*AIM OF THE TASK*. How many lines of the entries below contain the word "water"? Reply with the number alone.

[Data listing]
•••••

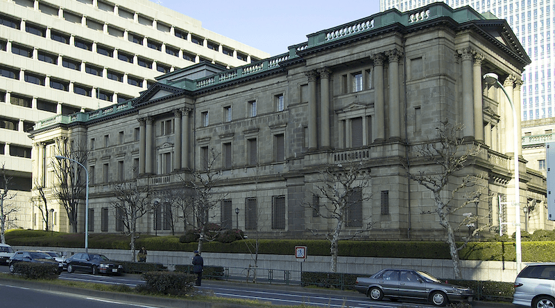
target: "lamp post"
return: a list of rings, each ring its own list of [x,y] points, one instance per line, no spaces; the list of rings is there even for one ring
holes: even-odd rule
[[[520,272],[522,255],[520,247],[520,179],[518,170],[518,138],[521,137],[519,136],[518,126],[517,125],[518,115],[513,100],[511,99],[511,96],[509,96],[507,91],[505,91],[505,88],[504,88],[501,82],[499,82],[499,76],[493,73],[488,73],[484,75],[484,80],[488,84],[493,84],[497,83],[499,85],[501,89],[503,90],[503,93],[504,93],[505,96],[507,97],[507,100],[509,104],[511,104],[511,108],[513,110],[513,134],[514,135],[513,142],[514,143],[515,151],[515,227],[516,228],[515,237],[516,242],[516,271],[517,273],[518,273]]]
[[[79,163],[75,159],[60,155],[56,155],[55,157],[58,161],[67,159],[68,161],[73,161],[85,169],[85,174],[87,176],[87,185],[85,190],[85,253],[89,253],[89,170],[87,170],[81,163]]]
[[[235,218],[235,226],[237,227],[235,228],[239,230],[239,208],[235,208],[235,216],[237,217]]]

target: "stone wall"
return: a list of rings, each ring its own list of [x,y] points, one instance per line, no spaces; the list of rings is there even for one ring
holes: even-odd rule
[[[12,246],[15,250],[36,250],[37,247]],[[83,248],[41,248],[71,255],[84,252]],[[137,250],[138,251],[138,250]],[[110,259],[131,260],[130,251],[117,249],[92,249],[91,253],[102,253]],[[176,264],[191,264],[192,251],[148,252],[147,262],[162,263],[173,269]],[[229,268],[228,273],[234,277],[247,278],[248,269],[254,267],[254,255],[245,253],[203,253],[205,265],[222,266]],[[309,255],[304,262],[298,262],[291,255],[259,255],[258,256],[257,277],[267,278],[273,275],[274,279],[283,279],[285,275],[291,280],[300,280],[300,271],[328,271],[330,257]],[[493,280],[513,282],[516,278],[516,264],[513,262],[461,260],[463,279],[469,280]],[[453,264],[450,260],[339,257],[339,273],[370,275],[386,267],[411,268],[427,271],[441,279],[453,279]],[[268,271],[272,269],[273,271]],[[252,275],[252,270],[251,273]]]

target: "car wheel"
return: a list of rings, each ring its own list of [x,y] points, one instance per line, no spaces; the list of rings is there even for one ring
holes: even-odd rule
[[[373,300],[382,300],[382,298],[384,298],[384,292],[382,291],[381,289],[374,287],[370,288],[368,296]]]
[[[429,296],[429,300],[434,306],[445,306],[447,302],[445,293],[439,291],[432,292]]]
[[[541,296],[533,300],[532,308],[555,307],[555,300],[551,296]]]

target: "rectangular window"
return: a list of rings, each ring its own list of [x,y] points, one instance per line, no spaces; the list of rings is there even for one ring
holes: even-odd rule
[[[257,139],[248,139],[248,164],[255,165],[258,163],[258,154],[257,154]]]
[[[250,116],[256,116],[256,100],[248,102],[248,110]]]
[[[362,226],[362,190],[353,190],[347,203],[347,226]]]
[[[232,147],[231,143],[223,144],[223,167],[230,169],[232,167]]]
[[[88,63],[85,64],[85,71],[91,75],[102,77],[102,71],[103,69],[101,67],[95,66]]]
[[[96,44],[96,53],[105,55],[110,57],[114,57],[114,48],[111,47],[106,47],[102,45]]]
[[[52,64],[58,64],[58,55],[56,55],[38,51],[37,52],[37,57],[38,58],[39,61],[42,61],[43,62],[50,63]]]
[[[256,198],[245,199],[245,230],[257,230]]]
[[[352,91],[358,92],[362,91],[362,73],[359,72],[352,74]]]
[[[220,210],[220,217],[221,218],[221,227],[223,229],[229,230],[233,228],[232,221],[231,211],[232,206],[231,200],[222,200],[221,208]]]
[[[382,215],[389,215],[389,190],[382,190]]]
[[[223,107],[223,122],[231,122],[231,106]]]
[[[102,208],[102,217],[101,217],[101,230],[108,232],[108,208]]]
[[[272,229],[285,230],[285,196],[272,197]]]
[[[102,167],[103,183],[110,183],[110,164],[105,163]]]
[[[60,43],[69,44],[69,35],[61,32],[50,30],[50,39]]]
[[[275,96],[275,107],[278,111],[283,111],[283,94]]]
[[[200,114],[200,118],[203,121],[203,127],[206,127],[208,126],[208,111],[204,111]]]
[[[283,134],[275,135],[275,161],[285,161],[285,138]]]
[[[75,46],[85,51],[92,51],[92,43],[81,39],[78,37],[75,38]]]

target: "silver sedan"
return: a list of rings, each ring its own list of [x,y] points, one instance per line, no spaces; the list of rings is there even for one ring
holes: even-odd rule
[[[370,277],[359,277],[355,289],[374,300],[384,297],[393,300],[423,299],[436,306],[472,302],[473,296],[469,288],[443,283],[426,272],[404,269],[385,269]]]

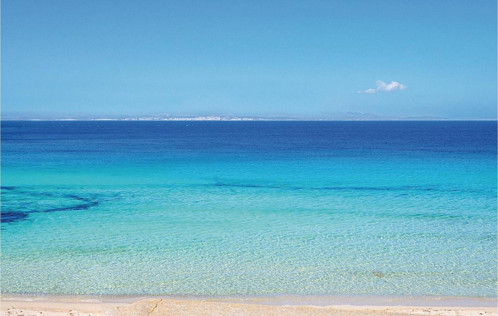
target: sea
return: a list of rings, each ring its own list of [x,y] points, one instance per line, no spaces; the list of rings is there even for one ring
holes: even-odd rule
[[[496,298],[496,121],[1,122],[1,290]]]

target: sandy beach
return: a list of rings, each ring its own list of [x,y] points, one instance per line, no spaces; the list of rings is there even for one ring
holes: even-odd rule
[[[280,306],[206,301],[145,299],[132,303],[2,300],[1,316],[154,315],[498,315],[492,307]]]

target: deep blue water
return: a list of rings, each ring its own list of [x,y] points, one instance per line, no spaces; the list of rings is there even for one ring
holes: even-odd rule
[[[496,121],[2,121],[1,291],[497,295]]]

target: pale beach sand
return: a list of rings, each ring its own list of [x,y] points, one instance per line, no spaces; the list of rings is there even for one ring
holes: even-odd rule
[[[144,299],[132,303],[2,300],[1,316],[154,316],[155,315],[498,315],[494,307],[335,305],[279,306],[197,300]]]

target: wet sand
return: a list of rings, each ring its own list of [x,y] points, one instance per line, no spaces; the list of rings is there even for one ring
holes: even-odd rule
[[[144,299],[132,303],[2,300],[1,316],[154,316],[159,315],[498,315],[493,307],[281,306],[197,300]]]

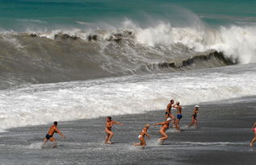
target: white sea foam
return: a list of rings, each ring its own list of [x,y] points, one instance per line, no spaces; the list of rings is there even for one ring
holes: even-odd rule
[[[63,28],[43,31],[27,30],[27,32],[38,33],[40,36],[49,39],[54,39],[55,35],[62,33],[87,40],[88,36],[92,34],[97,35],[98,39],[106,39],[111,34],[129,31],[134,33],[136,42],[149,47],[164,46],[168,47],[173,44],[181,43],[196,52],[212,49],[222,52],[227,57],[237,60],[241,64],[256,61],[255,26],[233,25],[213,29],[204,27],[203,23],[200,24],[200,22],[196,23],[198,23],[196,26],[174,27],[168,22],[158,21],[155,25],[141,27],[132,20],[125,19],[120,27],[115,27],[113,25],[108,25],[107,29],[104,29],[104,27],[96,28],[97,30]]]
[[[190,105],[254,95],[255,70],[237,65],[2,90],[0,129],[163,109],[170,98]]]

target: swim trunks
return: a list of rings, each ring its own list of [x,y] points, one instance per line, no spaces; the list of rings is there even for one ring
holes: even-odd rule
[[[52,135],[48,135],[48,134],[46,134],[46,136],[45,136],[45,138],[48,140],[48,139],[50,139],[50,138],[52,138]]]

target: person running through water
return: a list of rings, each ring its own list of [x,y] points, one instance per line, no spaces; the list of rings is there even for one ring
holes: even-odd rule
[[[167,105],[166,110],[166,119],[168,118],[171,118],[173,119],[173,128],[174,127],[175,123],[175,117],[171,114],[171,108],[173,107],[173,104],[174,103],[174,100],[170,100],[170,103]],[[169,129],[169,125],[167,129]]]
[[[106,128],[105,128],[105,132],[107,133],[105,144],[111,144],[112,143],[110,142],[110,140],[114,136],[114,133],[111,131],[111,128],[112,128],[114,124],[124,126],[124,124],[122,124],[120,122],[116,122],[115,121],[112,121],[111,117],[107,117],[107,122],[106,122]]]
[[[183,118],[183,115],[182,115],[182,106],[179,105],[179,102],[177,101],[176,105],[174,105],[174,107],[177,109],[177,118],[175,120],[176,130],[180,132],[179,121]]]
[[[161,134],[162,137],[158,138],[158,142],[160,144],[163,144],[165,140],[168,138],[168,135],[166,134],[166,131],[170,121],[171,121],[171,118],[168,118],[166,121],[164,122],[153,124],[153,126],[162,125],[162,127],[159,130],[159,133]]]
[[[133,144],[134,146],[141,146],[142,149],[145,148],[145,146],[146,146],[146,142],[144,139],[145,135],[146,135],[147,137],[149,137],[149,138],[150,138],[150,135],[147,132],[149,128],[149,124],[145,125],[145,128],[141,130],[141,132],[140,133],[140,135],[138,136],[138,138],[141,141],[141,142],[134,143]]]
[[[50,127],[49,130],[48,131],[48,134],[44,138],[44,145],[49,140],[52,142],[52,147],[55,147],[57,146],[56,138],[53,137],[54,133],[57,133],[63,138],[65,138],[65,136],[57,128],[57,122],[53,122],[53,125]]]
[[[198,109],[199,109],[199,105],[195,105],[194,111],[193,111],[193,114],[192,114],[192,122],[187,126],[187,128],[189,128],[191,126],[192,126],[193,124],[195,124],[195,128],[197,128],[197,113],[198,113]]]
[[[256,122],[254,123],[253,128],[252,128],[252,130],[254,131],[254,138],[253,138],[253,140],[250,142],[250,146],[254,146],[254,142],[256,141]]]

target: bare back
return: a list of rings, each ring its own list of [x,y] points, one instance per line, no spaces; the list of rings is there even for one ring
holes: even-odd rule
[[[48,131],[48,135],[53,135],[54,133],[59,133],[60,134],[60,130],[57,128],[57,126],[55,125],[52,126],[49,129],[49,130]]]

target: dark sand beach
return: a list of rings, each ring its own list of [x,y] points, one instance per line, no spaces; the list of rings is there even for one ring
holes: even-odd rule
[[[252,125],[256,122],[256,97],[200,105],[199,128],[187,129],[193,105],[184,106],[181,134],[173,129],[159,145],[159,126],[152,126],[145,150],[132,146],[145,123],[163,120],[163,109],[114,116],[125,126],[114,126],[112,145],[103,143],[105,118],[59,122],[66,139],[55,135],[57,148],[42,139],[50,126],[36,126],[0,133],[0,164],[255,164]]]

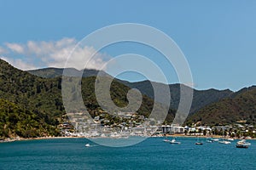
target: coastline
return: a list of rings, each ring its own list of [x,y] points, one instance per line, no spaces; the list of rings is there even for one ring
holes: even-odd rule
[[[156,135],[156,136],[147,136],[148,138],[212,138],[212,139],[222,139],[221,135],[211,135],[211,136],[203,136],[203,135],[184,135],[184,134],[166,134],[166,135]],[[43,140],[43,139],[92,139],[92,138],[102,138],[102,137],[83,137],[83,136],[47,136],[47,137],[38,137],[38,138],[16,138],[10,139],[7,140],[2,140],[0,143],[9,143],[15,141],[26,141],[26,140]],[[103,137],[109,138],[109,137]],[[115,138],[109,138],[115,139]],[[119,139],[119,138],[116,138]],[[233,138],[234,139],[240,139],[237,138]],[[246,139],[247,140],[255,140],[256,139]]]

•••••

*EXERCISE RESULT*. 2